● **Instruction**
Copy the records below, changing each "Target:" to "Object:" and leaving everything else as it is.

** START **

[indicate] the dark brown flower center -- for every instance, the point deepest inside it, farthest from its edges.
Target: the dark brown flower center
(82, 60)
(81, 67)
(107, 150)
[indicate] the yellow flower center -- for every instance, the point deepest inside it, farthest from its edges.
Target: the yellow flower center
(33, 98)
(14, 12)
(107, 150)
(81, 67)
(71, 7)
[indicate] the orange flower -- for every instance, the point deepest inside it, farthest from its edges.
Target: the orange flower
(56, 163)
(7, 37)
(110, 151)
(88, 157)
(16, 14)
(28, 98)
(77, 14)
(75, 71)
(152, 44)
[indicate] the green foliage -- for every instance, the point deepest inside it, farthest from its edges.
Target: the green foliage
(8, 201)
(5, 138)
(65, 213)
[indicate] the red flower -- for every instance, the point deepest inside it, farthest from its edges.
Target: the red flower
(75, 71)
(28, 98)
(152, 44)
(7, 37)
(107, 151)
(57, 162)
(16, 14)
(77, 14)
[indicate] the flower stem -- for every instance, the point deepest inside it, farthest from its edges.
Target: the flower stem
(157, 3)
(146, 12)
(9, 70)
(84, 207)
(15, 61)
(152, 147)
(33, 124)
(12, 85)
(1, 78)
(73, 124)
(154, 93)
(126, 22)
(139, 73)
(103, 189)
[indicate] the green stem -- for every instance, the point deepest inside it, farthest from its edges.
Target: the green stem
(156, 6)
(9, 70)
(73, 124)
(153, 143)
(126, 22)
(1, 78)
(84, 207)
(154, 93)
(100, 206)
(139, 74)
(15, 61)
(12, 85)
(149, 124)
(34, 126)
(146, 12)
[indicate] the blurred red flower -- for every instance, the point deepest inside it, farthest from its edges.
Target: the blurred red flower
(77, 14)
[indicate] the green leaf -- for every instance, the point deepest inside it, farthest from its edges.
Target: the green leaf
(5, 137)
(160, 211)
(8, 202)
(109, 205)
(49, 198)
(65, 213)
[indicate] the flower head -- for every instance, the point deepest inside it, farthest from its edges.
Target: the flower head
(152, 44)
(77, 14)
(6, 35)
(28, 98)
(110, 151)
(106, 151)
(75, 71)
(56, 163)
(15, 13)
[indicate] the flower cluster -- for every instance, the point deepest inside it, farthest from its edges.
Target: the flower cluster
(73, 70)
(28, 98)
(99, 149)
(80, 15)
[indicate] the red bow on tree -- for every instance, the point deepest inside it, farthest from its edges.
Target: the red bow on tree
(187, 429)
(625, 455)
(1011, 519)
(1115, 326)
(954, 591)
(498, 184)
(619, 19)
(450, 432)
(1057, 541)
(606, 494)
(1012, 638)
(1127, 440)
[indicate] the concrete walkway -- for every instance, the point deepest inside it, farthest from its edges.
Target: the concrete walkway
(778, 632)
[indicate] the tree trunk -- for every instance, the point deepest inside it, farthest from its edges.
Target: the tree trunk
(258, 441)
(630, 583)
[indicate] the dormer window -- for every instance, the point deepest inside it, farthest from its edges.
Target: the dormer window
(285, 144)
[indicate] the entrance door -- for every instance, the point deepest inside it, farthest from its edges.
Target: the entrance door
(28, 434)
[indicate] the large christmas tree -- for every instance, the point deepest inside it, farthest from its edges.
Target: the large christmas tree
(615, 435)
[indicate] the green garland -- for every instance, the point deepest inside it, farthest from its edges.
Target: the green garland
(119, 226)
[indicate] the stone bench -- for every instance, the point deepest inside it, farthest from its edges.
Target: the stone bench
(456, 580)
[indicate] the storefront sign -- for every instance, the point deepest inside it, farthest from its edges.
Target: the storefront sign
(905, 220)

** END **

● **Response**
[indicate] the dark brown flower center -- for every instance, the point deepest inside it, farthest from its edges.
Object: the dark brown flower center
(82, 60)
(81, 67)
(107, 150)
[indicate] the yellow flower center -- for every instance, the point deepest inside it, farthest from its edges.
Object: the yellow flower center
(33, 98)
(14, 12)
(107, 150)
(81, 67)
(71, 7)
[indicate] the orange flower -- for every instance, the point deepest inside it, farthest from its edges.
Object: the orange flower
(56, 163)
(7, 37)
(110, 151)
(88, 157)
(16, 14)
(28, 98)
(77, 14)
(75, 71)
(152, 44)
[indicate] the green foliage -- for every instance, the point deepest inside it, farthest from its edges.
Object: the green foliage
(8, 201)
(5, 138)
(65, 213)
[indicate] the red flower -- for every instance, the point deepest inside it, farthest from its edges.
Object: the red flower
(75, 71)
(28, 98)
(152, 44)
(7, 37)
(107, 151)
(57, 162)
(16, 14)
(77, 14)
[indicate] the flower stem -- for every instance, the point deepest inside it, farthest from its edges.
Object: the flower stem
(157, 3)
(146, 12)
(9, 70)
(84, 207)
(15, 61)
(152, 147)
(33, 124)
(12, 85)
(1, 78)
(73, 124)
(154, 93)
(126, 22)
(139, 73)
(103, 189)
[indicate] the green stem -- for every instance, the point deepest inside it, farthest from its edges.
Object: the green stem
(156, 6)
(9, 70)
(73, 124)
(153, 143)
(126, 22)
(1, 78)
(84, 207)
(154, 93)
(100, 206)
(139, 74)
(15, 61)
(12, 85)
(149, 124)
(34, 126)
(146, 12)
[indicate] the blurred red flower -- for every instance, the point deepest inside it, farthest from its edges.
Object: the blurred red flower
(77, 14)
[indicate] the green leaf -- for every instance, the point deepest inside it, farthest from its edges.
Object: the green leaf
(5, 137)
(160, 211)
(8, 202)
(109, 205)
(49, 198)
(65, 213)
[indicate] the flower head -- for every instance, the point deepest inside it, farthest from its edges.
Object: the flower head
(152, 44)
(77, 14)
(6, 35)
(28, 98)
(110, 151)
(106, 151)
(75, 71)
(56, 163)
(15, 13)
[indicate] the flower cluster -- for every instance, the point deepest inside it, farthest from its edges.
Object: the flower cluster
(73, 70)
(28, 98)
(99, 149)
(80, 15)
[indicate] the red bow on tree -- for every instance, the point deepest inside it, farthest from its edges.
Object: the red bow on tree
(187, 429)
(625, 455)
(1011, 519)
(1115, 326)
(954, 591)
(498, 184)
(619, 19)
(450, 432)
(1057, 541)
(606, 494)
(1012, 638)
(1127, 440)
[indicate] the concrete walkway -- for every instance, the point deepest inside it, farthest from its edges.
Object: the concrete walkway
(778, 632)
[indicate] the tree trunk -- for every instance, the point deepest inside it, farthest from its edges.
Object: the tree trunk
(258, 441)
(630, 583)
[indicate] the dormer window -- for every instance, the point deepest inside it, farthest from its edges.
Object: the dormer window
(285, 144)
[indicate] the entrance door -- for every instance, the point deepest inside it, farthest from its edges.
Object: the entrance door
(28, 434)
[indicate] the large christmas tree -- for every instance, the point deepest inside it, farthest from its edges.
Object: the large christmas tree
(615, 435)
[indicate] the green garland -- for every instance, the point deepest inside it, farthest from its edges.
Object: the green garland
(119, 226)
[indicate] the stone bench -- for every instance, the point deepest inside it, farthest from its edges.
Object: the stone bench
(456, 580)
[indicate] the storefront sign -- for every instance, the point deepest inside it, farthest from its edges.
Object: the storefront sign
(905, 220)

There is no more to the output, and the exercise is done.